**OBJECTIVE:**
Convert the lines of each of the following records into a JSON list of strings, one string per line, leaving out blank lines.

**MATERIAL SHOWN:**

···

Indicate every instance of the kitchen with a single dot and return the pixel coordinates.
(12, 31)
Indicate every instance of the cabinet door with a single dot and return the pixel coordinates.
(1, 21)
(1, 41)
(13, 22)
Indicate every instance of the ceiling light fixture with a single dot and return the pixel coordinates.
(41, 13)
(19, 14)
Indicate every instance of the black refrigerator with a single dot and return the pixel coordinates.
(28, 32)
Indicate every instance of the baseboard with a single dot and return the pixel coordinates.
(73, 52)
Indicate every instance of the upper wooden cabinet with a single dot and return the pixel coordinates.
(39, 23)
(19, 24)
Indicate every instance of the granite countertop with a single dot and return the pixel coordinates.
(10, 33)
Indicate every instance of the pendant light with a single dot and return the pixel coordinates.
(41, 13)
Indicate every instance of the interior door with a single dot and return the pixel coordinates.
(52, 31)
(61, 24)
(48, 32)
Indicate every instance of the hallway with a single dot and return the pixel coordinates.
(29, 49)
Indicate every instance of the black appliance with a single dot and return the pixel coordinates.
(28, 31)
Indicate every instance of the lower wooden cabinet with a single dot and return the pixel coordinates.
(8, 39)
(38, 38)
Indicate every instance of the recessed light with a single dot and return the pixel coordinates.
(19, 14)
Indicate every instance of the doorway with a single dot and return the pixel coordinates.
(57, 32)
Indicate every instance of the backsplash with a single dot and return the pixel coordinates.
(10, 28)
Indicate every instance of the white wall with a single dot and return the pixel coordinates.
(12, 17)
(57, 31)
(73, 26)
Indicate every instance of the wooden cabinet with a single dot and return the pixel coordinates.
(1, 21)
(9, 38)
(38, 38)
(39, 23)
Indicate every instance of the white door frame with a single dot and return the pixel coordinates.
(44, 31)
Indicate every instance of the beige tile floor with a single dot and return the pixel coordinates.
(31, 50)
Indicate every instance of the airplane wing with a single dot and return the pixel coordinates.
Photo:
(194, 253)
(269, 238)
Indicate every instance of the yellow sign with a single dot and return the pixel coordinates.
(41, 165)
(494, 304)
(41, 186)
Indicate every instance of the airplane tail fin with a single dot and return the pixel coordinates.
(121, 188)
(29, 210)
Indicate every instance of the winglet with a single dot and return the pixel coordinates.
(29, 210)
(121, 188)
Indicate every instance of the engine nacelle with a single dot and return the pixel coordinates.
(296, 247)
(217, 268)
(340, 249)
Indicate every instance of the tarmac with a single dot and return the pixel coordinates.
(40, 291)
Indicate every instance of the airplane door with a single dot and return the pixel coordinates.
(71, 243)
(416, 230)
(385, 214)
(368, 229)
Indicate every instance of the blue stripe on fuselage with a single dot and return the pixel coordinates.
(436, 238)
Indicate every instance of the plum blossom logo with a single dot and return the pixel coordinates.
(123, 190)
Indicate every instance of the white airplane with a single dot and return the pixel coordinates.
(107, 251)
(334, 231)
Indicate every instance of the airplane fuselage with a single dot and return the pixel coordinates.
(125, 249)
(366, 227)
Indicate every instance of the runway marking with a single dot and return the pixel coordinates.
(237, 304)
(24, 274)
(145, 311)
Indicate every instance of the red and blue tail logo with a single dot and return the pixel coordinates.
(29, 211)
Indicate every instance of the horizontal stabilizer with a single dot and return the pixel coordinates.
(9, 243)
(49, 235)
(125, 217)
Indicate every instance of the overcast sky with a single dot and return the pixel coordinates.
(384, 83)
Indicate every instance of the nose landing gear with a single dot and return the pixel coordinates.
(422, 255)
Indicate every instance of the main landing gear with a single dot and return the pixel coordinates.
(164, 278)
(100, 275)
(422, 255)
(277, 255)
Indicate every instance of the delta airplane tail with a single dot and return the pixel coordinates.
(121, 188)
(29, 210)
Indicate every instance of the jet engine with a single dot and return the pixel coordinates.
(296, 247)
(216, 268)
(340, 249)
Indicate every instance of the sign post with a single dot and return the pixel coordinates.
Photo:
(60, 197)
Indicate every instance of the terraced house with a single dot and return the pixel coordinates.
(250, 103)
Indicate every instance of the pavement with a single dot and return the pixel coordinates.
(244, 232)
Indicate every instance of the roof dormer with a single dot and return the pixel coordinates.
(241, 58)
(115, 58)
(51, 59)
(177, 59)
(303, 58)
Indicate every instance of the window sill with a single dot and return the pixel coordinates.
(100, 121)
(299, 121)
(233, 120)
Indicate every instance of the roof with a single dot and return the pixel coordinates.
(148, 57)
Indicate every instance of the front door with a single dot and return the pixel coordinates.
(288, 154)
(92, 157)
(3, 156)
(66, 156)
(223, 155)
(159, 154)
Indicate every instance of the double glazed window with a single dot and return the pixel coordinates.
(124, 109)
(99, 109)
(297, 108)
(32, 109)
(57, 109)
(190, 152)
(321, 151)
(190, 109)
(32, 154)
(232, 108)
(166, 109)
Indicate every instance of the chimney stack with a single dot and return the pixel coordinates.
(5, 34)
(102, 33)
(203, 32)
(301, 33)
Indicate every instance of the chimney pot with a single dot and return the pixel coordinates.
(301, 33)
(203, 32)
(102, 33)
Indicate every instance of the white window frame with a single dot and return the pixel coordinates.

···

**OUTPUT OF THE EXERCISE:**
[
  "Indicate every instance of the kitchen with a single dot and return the pixel coordinates.",
  "(12, 31)",
  "Indicate every instance of the cabinet door with a single dot and return the pixel coordinates.",
  "(1, 21)",
  "(1, 41)",
  "(13, 22)",
  "Indicate every instance of the ceiling light fixture with a single dot and return the pixel coordinates.",
  "(41, 13)",
  "(19, 14)",
  "Indicate every instance of the black refrigerator with a single dot and return the pixel coordinates.",
  "(28, 32)",
  "Indicate every instance of the baseboard with a single dot and return the pixel coordinates.",
  "(73, 52)",
  "Indicate every instance of the upper wooden cabinet with a single dot and return the pixel coordinates.",
  "(39, 23)",
  "(19, 24)",
  "Indicate every instance of the granite countertop with a single dot and return the pixel coordinates.",
  "(10, 33)",
  "Indicate every instance of the pendant light with a single dot and return the pixel coordinates.",
  "(41, 13)",
  "Indicate every instance of the interior door with a single dot and return the pixel coordinates.",
  "(52, 31)",
  "(61, 24)",
  "(48, 32)",
  "Indicate every instance of the hallway with a single dot and return the pixel coordinates.",
  "(29, 49)",
  "Indicate every instance of the black appliance with a single dot and return the pixel coordinates.",
  "(28, 31)",
  "Indicate every instance of the lower wooden cabinet with a single dot and return the pixel coordinates.",
  "(8, 39)",
  "(38, 38)",
  "Indicate every instance of the recessed light with a single dot and return the pixel coordinates.",
  "(19, 14)",
  "Indicate every instance of the doorway with a single dot and return the pixel coordinates.",
  "(57, 32)",
  "Indicate every instance of the backsplash with a single dot and return the pixel coordinates.",
  "(10, 28)",
  "Indicate every instance of the white wall with a single dot and return the pixel coordinates.",
  "(12, 17)",
  "(57, 31)",
  "(73, 26)",
  "Indicate every instance of the wooden cabinet with a single dot and return the pixel coordinates.",
  "(1, 21)",
  "(9, 38)",
  "(38, 38)",
  "(39, 23)",
  "Indicate every instance of the white door frame with a single dot and return the pixel coordinates.",
  "(44, 31)",
  "Indicate every instance of the beige tile floor with a single dot and return the pixel coordinates.",
  "(31, 50)",
  "Indicate every instance of the airplane wing with a single dot and return the pixel coordinates.",
  "Photo:",
  "(194, 253)",
  "(269, 238)",
  "Indicate every instance of the yellow sign with a single dot and return the pixel coordinates.",
  "(41, 165)",
  "(494, 304)",
  "(41, 186)",
  "Indicate every instance of the airplane tail fin with a single dot and return the pixel coordinates.",
  "(121, 188)",
  "(29, 210)",
  "Indicate every instance of the winglet with a single dot and return the pixel coordinates.",
  "(29, 210)",
  "(121, 188)",
  "Indicate every instance of the engine nacelle with a single dot and return the pixel coordinates.",
  "(296, 247)",
  "(217, 268)",
  "(340, 249)",
  "Indicate every instance of the tarmac with a single dot and return the pixel coordinates.",
  "(40, 291)",
  "Indicate every instance of the airplane door with a single dot and return the pixel coordinates.",
  "(71, 243)",
  "(416, 230)",
  "(385, 214)",
  "(368, 229)",
  "Indicate every instance of the blue stripe on fuselage with a single dot and return the pixel coordinates.",
  "(436, 238)",
  "Indicate every instance of the plum blossom logo with a single dot and return the pixel coordinates.",
  "(123, 190)",
  "Indicate every instance of the white airplane with a single dot and return the pixel coordinates.",
  "(107, 251)",
  "(334, 231)",
  "Indicate every instance of the airplane fuselage with a single dot and return the pixel coordinates.",
  "(125, 249)",
  "(366, 227)",
  "Indicate every instance of the runway marking with a single dot and return the pixel coordinates.",
  "(237, 304)",
  "(24, 274)",
  "(145, 311)",
  "Indicate every instance of the red and blue tail logo with a single dot and return the pixel coordinates.",
  "(29, 211)",
  "Indicate every instance of the horizontal stabilizer with a single dot and return the pixel coordinates.",
  "(9, 243)",
  "(49, 235)",
  "(125, 217)",
  "Indicate every instance of the overcast sky with a single dot and return the pixel coordinates.",
  "(384, 83)",
  "Indicate every instance of the nose landing gear with a single dot and return the pixel coordinates.",
  "(422, 255)",
  "Indicate every instance of the main landing gear with a single dot and return the pixel coordinates.",
  "(164, 278)",
  "(100, 275)",
  "(422, 255)",
  "(277, 255)",
  "Indicate every instance of the delta airplane tail with a single dot and return the pixel coordinates.",
  "(121, 188)",
  "(29, 210)",
  "Indicate every instance of the jet engine with a single dot and return the pixel coordinates.",
  "(296, 247)",
  "(216, 268)",
  "(340, 249)",
  "Indicate every instance of the sign post with a single dot and return the pixel coordinates.",
  "Photo:",
  "(60, 197)",
  "Indicate every instance of the terraced house with a single dot and return the pixel coordinates.",
  "(250, 103)",
  "Indicate every instance of the pavement with a single dot and return the pixel coordinates.",
  "(244, 232)",
  "Indicate every instance of the roof dormer with a single dot and return the pixel coordinates.",
  "(241, 58)",
  "(115, 58)",
  "(51, 59)",
  "(177, 59)",
  "(303, 58)",
  "Indicate every instance of the window sill with a single dot and return the pixel coordinates.",
  "(100, 121)",
  "(299, 121)",
  "(233, 120)",
  "Indicate every instance of the roof with a single dot and return the pixel coordinates.",
  "(148, 57)",
  "Indicate every instance of the front door with a single dot and return the pixel coordinates.",
  "(288, 154)",
  "(92, 157)",
  "(3, 156)",
  "(66, 156)",
  "(223, 155)",
  "(159, 154)",
  "Indicate every instance of the double glazed window with a single dot and return the pixel coordinates.",
  "(124, 109)",
  "(99, 109)",
  "(297, 108)",
  "(32, 109)",
  "(57, 109)",
  "(190, 152)",
  "(321, 151)",
  "(190, 109)",
  "(32, 154)",
  "(232, 108)",
  "(166, 109)",
  "Indicate every instance of the chimney stack with a single dot and return the pixel coordinates.",
  "(5, 34)",
  "(102, 33)",
  "(203, 32)",
  "(301, 33)",
  "Indicate every instance of the chimney pot with a single dot and return the pixel coordinates.",
  "(301, 33)",
  "(203, 32)",
  "(102, 33)",
  "Indicate every instance of the white window frame with a single dot and return the pixel coordinates."
]